**INPUT MATERIAL**.
(begin)

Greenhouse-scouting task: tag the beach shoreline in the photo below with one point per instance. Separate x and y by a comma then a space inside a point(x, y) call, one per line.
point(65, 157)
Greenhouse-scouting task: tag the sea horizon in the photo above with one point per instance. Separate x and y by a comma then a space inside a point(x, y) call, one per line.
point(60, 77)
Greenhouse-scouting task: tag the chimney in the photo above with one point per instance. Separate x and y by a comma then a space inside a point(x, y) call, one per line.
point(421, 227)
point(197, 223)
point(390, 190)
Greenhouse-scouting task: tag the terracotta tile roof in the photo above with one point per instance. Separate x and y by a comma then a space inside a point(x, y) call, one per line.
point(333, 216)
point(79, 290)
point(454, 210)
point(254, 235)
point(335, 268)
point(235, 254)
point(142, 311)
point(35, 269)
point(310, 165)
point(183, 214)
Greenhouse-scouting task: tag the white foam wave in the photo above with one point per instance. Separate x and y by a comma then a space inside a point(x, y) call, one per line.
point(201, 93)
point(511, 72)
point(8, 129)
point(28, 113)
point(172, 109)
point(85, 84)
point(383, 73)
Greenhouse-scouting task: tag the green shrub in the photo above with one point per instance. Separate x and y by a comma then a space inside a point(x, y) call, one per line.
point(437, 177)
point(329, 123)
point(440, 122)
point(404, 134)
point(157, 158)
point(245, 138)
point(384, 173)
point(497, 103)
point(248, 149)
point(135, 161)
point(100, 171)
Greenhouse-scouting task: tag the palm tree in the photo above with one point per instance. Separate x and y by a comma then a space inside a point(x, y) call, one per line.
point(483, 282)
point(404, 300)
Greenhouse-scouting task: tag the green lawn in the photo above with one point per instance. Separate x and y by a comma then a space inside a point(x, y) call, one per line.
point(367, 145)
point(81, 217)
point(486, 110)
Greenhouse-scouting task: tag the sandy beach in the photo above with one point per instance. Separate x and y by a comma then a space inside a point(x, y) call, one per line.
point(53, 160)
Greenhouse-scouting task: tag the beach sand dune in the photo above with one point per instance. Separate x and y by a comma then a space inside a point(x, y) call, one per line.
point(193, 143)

(end)

**JOB**. Transcribe all of the data above line for line, keeping every character unchanged.

**RESULT FOR THIS TASK**.
Greenhouse-scouting task: tag the beach shoreline in the photo below with one point per instance. Separate x and y by a comma then a space inside a point(x, y) call, one per line.
point(65, 157)
Greenhouse-scouting task: tag the sea horizon in the photo above with one point per instance. Separate x and y by a comma then a space inside a point(x, y) call, one per line.
point(60, 77)
Greenhouse-scouting task: tag the chimney in the photo above with one point per instance. Separate x and y by a comma then a space inside a point(x, y) call, one per line.
point(421, 227)
point(197, 223)
point(390, 190)
Greenhouse-scouting task: tag the terracotta tile roof in the photo above with one point per instance. Separate x and y by a comma then a space inside a point(x, y) call, one per line.
point(333, 216)
point(79, 290)
point(454, 210)
point(254, 235)
point(335, 268)
point(235, 254)
point(142, 311)
point(35, 269)
point(310, 165)
point(183, 214)
Greenhouse-scouting task: tag the white foam wave in the photo above with one point per instance. Separate x and y by a comma then a space inside a point(x, y) call, one per line.
point(201, 93)
point(511, 72)
point(8, 129)
point(28, 113)
point(172, 109)
point(85, 84)
point(383, 73)
Greenhouse-scouting task: tag the green shrub in the photo above with one point per instance. Separate x and y by a comma then a space inside a point(x, y) call, one per line.
point(437, 177)
point(329, 123)
point(440, 122)
point(404, 134)
point(157, 158)
point(245, 138)
point(384, 173)
point(497, 103)
point(248, 149)
point(135, 161)
point(100, 171)
Greenhouse-scouting task: tag the palm tree in the photo above with one point per instance. Separate x and y by a comma then a space inside a point(x, y) call, one per line.
point(483, 282)
point(404, 300)
Greenhouse-scouting task: tag the green lawn in the photo above with one point per instance. Separate x and y by a comma then a space inside a point(x, y) call, one per line.
point(367, 145)
point(81, 217)
point(486, 110)
Greenhouse-scouting task: tag the sandy beach in the photo above with one point per instance. Separate x and y by a comma then a space inside a point(x, y) call, one per line.
point(53, 160)
Greenhouse-scouting task: tag the beach sand dune in the photo above with one point per instance. Separate x and y by a comma then a space inside a point(x, y) call, one per line.
point(193, 143)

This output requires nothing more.